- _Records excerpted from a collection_
··········

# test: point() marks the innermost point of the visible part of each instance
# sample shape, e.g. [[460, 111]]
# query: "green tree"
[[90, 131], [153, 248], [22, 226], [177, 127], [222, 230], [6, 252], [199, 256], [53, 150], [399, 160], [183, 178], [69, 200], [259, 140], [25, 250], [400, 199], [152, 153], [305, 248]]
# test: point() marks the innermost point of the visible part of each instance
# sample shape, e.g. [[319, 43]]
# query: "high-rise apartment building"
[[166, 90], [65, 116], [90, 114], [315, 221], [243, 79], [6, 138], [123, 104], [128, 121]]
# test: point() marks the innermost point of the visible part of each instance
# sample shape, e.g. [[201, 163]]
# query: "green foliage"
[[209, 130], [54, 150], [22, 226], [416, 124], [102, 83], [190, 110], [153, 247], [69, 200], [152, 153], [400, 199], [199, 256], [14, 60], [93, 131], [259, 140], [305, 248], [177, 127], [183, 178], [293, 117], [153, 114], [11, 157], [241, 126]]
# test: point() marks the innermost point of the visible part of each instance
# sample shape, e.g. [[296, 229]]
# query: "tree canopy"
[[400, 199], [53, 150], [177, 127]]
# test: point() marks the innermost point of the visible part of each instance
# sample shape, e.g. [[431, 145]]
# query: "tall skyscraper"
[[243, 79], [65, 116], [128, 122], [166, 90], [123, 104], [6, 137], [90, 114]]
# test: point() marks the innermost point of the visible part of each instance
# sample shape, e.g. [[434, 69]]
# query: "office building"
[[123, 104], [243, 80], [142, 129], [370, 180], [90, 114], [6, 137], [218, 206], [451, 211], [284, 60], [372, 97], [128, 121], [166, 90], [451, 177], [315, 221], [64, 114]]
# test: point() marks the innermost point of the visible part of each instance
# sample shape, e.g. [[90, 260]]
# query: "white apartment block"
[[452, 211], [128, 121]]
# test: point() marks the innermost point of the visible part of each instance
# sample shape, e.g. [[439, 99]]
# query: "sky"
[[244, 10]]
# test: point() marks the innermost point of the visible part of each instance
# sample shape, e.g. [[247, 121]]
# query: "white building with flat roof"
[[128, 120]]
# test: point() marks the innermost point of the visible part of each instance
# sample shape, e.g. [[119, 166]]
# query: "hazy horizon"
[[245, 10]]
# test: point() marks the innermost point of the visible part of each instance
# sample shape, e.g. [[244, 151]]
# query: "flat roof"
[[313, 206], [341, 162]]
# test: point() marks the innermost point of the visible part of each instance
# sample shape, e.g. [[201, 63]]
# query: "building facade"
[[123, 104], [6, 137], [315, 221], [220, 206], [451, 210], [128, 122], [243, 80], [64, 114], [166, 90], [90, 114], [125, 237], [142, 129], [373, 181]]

··········

- _WHAT TO DO_
The records above are to be reproduced exactly, with nothing left out.

- _ANSWER TO THE PROBLEM_
# test: point() marks the innermost point of the visible part of each instance
# sample shape, e.g. [[460, 111]]
# query: "green tree"
[[90, 131], [153, 248], [22, 226], [177, 127], [222, 230], [6, 252], [199, 256], [53, 150], [399, 160], [183, 178], [69, 200], [259, 140], [25, 250], [400, 199], [152, 153], [305, 248]]
# test: point() marks the innermost point of the visible part of each instance
# sample shape, e.g. [[319, 43]]
# query: "high-rise apartment building"
[[166, 90], [65, 116], [90, 114], [315, 221], [243, 79], [6, 138], [123, 104], [128, 121]]
# test: point() marks the innermost point of the visible part of each instance
# sample shape, e.g. [[201, 163]]
# query: "green foliage"
[[209, 130], [54, 150], [22, 226], [416, 124], [102, 83], [190, 110], [153, 247], [69, 200], [152, 153], [400, 199], [199, 256], [14, 60], [93, 131], [259, 140], [305, 248], [177, 127], [183, 178], [293, 117], [153, 114], [11, 157], [241, 126]]
# test: point() marks the innermost point of the visible part of each instance
# sample shape, e.g. [[296, 229]]
# query: "tree canopy"
[[400, 199], [53, 150], [177, 127]]
# test: point() marks the innermost point of the visible part of each instance
# sample shape, e.g. [[431, 145]]
# query: "tall skyscraper"
[[243, 79], [65, 116], [128, 122], [166, 90], [123, 104], [6, 137], [90, 114]]
# test: point() marks the innermost point of the visible part of each instance
# sample shape, e.g. [[434, 69]]
# query: "office building"
[[123, 104], [243, 80], [142, 129], [370, 180], [90, 114], [6, 137], [218, 206], [451, 211], [284, 60], [372, 97], [128, 121], [166, 90], [451, 177], [315, 221], [64, 114]]
# test: point() marks the innermost point of the visible part of each instance
# sample shape, e.g. [[90, 260]]
# query: "white apartment block"
[[452, 211], [128, 121]]
# test: point() marks the innermost point of the visible part of each instance
# sample shape, e.g. [[439, 99]]
# query: "sky"
[[244, 10]]
# test: point() marks the innermost point of the visible part of each instance
# sample shape, e.g. [[247, 121]]
# query: "white building with flat roof"
[[128, 120]]
# test: point() marks the innermost point of the visible part of each instance
# sample shape, e.g. [[119, 166]]
# query: "hazy horizon"
[[245, 10]]
# test: point() marks the innermost point of the visible part of each instance
# sample shape, e.g. [[244, 151]]
# query: "flat roof"
[[313, 206], [341, 162]]
# test: point() marks the innermost point of the visible part of each instance
# sample shape, e.g. [[201, 63]]
# query: "building facade"
[[123, 104], [6, 137], [315, 221], [220, 206], [451, 210], [128, 122], [243, 80], [64, 114], [166, 90], [90, 114], [125, 237], [142, 129], [373, 181]]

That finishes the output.